## [Entries provided]
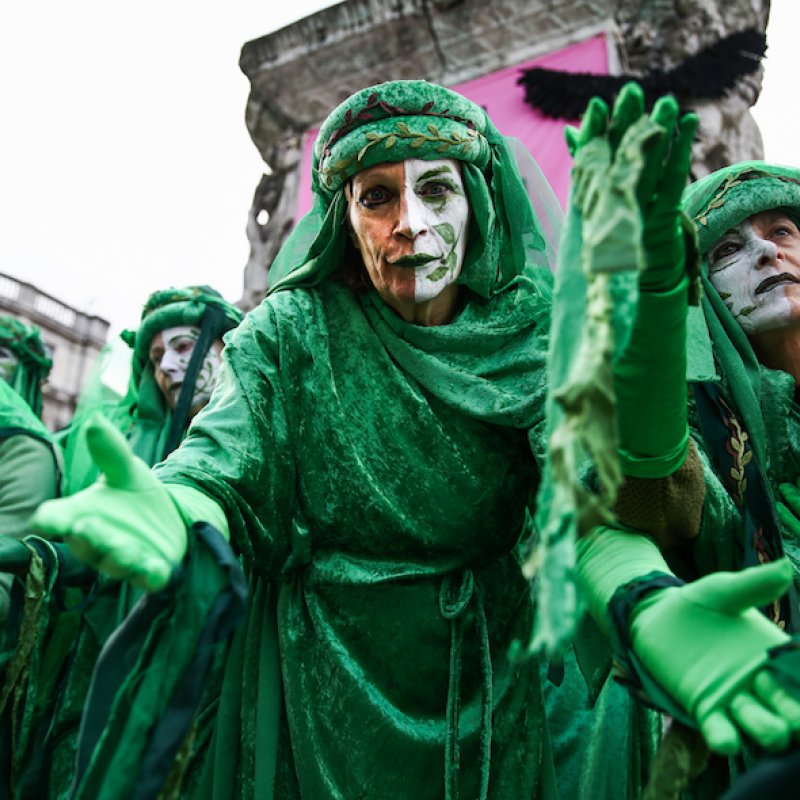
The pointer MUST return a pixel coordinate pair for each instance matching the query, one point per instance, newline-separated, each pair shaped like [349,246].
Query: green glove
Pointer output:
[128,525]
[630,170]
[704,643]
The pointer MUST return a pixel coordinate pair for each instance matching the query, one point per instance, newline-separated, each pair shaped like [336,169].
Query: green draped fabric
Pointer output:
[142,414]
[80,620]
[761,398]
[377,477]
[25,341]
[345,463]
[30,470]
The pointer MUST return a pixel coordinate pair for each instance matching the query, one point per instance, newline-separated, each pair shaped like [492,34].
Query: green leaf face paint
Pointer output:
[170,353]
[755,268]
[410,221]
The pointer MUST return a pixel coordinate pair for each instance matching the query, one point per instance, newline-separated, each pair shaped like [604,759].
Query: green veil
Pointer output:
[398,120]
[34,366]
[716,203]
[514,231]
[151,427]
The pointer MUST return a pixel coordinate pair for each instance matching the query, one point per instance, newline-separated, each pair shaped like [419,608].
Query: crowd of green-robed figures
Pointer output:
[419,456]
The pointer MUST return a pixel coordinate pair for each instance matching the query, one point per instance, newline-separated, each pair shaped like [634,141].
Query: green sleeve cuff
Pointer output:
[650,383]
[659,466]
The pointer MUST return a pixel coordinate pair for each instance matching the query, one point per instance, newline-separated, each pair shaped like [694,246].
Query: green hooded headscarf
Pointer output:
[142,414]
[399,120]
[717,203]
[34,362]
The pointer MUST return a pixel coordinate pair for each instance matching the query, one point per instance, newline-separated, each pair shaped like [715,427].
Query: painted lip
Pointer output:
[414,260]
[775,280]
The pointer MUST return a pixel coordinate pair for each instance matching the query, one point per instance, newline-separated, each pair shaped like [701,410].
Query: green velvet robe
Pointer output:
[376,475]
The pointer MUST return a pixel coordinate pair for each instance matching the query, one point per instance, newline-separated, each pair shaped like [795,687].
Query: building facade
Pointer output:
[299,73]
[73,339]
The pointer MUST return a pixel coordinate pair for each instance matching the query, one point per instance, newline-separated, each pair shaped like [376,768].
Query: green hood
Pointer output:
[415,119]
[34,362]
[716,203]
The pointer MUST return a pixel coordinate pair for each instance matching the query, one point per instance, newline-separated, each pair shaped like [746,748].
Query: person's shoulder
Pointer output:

## [Work required]
Return unchanged the lines starting at the one that contains "shaped like [795,687]." and ending with the last line of the rows.

## [Written solution]
The pointer MUST return a pixel coordinate pair for each instance matching the query, one point per instance, newline-separated, each pair shaped like [795,687].
Query: building facade
Pointer output:
[299,73]
[73,339]
The pointer MUST return a pixel coordinate pair for each instance matching the query, one point per instance, newline-separated, each pair shaped like [376,768].
Query: green hood
Pointer output:
[415,119]
[34,362]
[716,203]
The pointer MUST return a pixel coordinate pair for each instance matching the query, one point per instance, newline-separated, each pair shaped like [746,748].
Query: person's shoulder
Pointer output:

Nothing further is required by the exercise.